THE DATA:

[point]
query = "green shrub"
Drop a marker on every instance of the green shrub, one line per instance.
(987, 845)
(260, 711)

GOAL OF THE EXERCISE:
Retype the data precisely.

TASK SOLUTION:
[point]
query = "green shrub"
Drop a marker on every instance of the green shrub, one line per instance.
(987, 845)
(260, 711)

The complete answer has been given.